Dataset records about object locations
— start —

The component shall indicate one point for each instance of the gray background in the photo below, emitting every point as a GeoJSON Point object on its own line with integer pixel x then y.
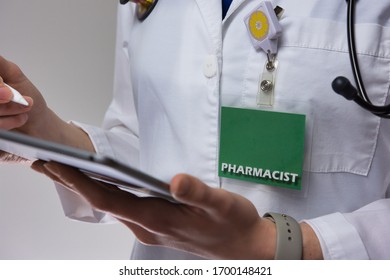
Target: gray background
{"type": "Point", "coordinates": [66, 48]}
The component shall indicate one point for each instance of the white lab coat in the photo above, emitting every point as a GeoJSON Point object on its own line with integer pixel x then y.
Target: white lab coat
{"type": "Point", "coordinates": [174, 71]}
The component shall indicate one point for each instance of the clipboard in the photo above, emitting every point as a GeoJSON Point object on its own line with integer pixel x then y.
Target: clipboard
{"type": "Point", "coordinates": [97, 167]}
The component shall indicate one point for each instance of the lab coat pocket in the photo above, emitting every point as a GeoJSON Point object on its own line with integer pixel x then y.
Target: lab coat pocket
{"type": "Point", "coordinates": [314, 52]}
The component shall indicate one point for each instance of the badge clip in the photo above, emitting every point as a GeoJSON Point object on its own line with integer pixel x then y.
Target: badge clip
{"type": "Point", "coordinates": [264, 27]}
{"type": "Point", "coordinates": [144, 7]}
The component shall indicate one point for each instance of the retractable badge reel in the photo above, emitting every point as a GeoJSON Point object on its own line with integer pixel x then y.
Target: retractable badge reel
{"type": "Point", "coordinates": [264, 30]}
{"type": "Point", "coordinates": [144, 7]}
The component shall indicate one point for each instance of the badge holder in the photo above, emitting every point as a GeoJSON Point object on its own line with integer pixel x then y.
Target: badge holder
{"type": "Point", "coordinates": [144, 7]}
{"type": "Point", "coordinates": [266, 146]}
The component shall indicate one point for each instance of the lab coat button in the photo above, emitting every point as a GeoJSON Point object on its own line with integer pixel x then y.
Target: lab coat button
{"type": "Point", "coordinates": [210, 66]}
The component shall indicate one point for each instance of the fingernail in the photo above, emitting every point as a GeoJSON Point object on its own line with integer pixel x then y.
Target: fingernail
{"type": "Point", "coordinates": [51, 167]}
{"type": "Point", "coordinates": [5, 94]}
{"type": "Point", "coordinates": [183, 188]}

— end —

**Short problem:**
Can you give all the entries above as a JSON list of strings, one string per line, with blank lines and the pictures left out?

**Complete output:**
[
  "The component shall indicate one point for each instance of the gray background in the photo below, emitting every point as a GeoJSON Point object on its own line with integer pixel x then y.",
  "Target: gray background",
  "{\"type\": \"Point\", \"coordinates\": [66, 48]}",
  "The component shall indicate one point for each instance of the white lab coat in the photo above, emitting every point as a GeoJSON Point object on its own line with integer pixel x then y.",
  "Target: white lab coat",
  "{\"type\": \"Point\", \"coordinates\": [174, 71]}",
  "The component shall indicate one point for each instance of the clipboard in the photo above, emitting every point as a GeoJSON Point object on its own line with integer pixel x then y.",
  "Target: clipboard",
  "{\"type\": \"Point\", \"coordinates\": [97, 167]}",
  "The component shall indicate one point for each instance of the lab coat pocket in the photo above, emitting every point as a GeoJSON Point object on its own line with integer pixel x then y.",
  "Target: lab coat pocket",
  "{\"type\": \"Point\", \"coordinates\": [314, 52]}",
  "The component shall indicate one point for each instance of the badge clip in the photo above, emitting every point as a GeoJSON Point object on its own line with integer pixel x then y.",
  "Target: badge clip",
  "{\"type\": \"Point\", \"coordinates\": [264, 27]}",
  "{\"type\": \"Point\", \"coordinates\": [144, 7]}",
  "The component shall indicate one point for each instance of the retractable badge reel in the photo above, emitting every point as a GeoJSON Point object on its own line with integer pixel x then y.",
  "Target: retractable badge reel",
  "{\"type\": \"Point\", \"coordinates\": [264, 30]}",
  "{\"type\": \"Point\", \"coordinates\": [144, 7]}",
  "The component shall indicate one point for each instance of the badge holder in the photo above, emitting every point as a GeoJSON Point object on its own line with integer pixel x then y.",
  "Target: badge holder",
  "{\"type\": \"Point\", \"coordinates\": [144, 7]}",
  "{\"type\": \"Point\", \"coordinates\": [266, 146]}",
  "The component shall indicate one point for each instance of the lab coat button in the photo above, emitting every point as a GeoJSON Point object on its own line with integer pixel x then y.",
  "Target: lab coat button",
  "{\"type\": \"Point\", \"coordinates\": [210, 66]}",
  "The component shall indicate one point for each instance of the fingernail in the photo above, emitting every point as a GeoJSON Point object on its own line with integer pixel x then y.",
  "Target: fingernail",
  "{\"type\": \"Point\", \"coordinates\": [51, 167]}",
  "{\"type\": \"Point\", \"coordinates\": [5, 94]}",
  "{\"type\": \"Point\", \"coordinates\": [183, 188]}"
]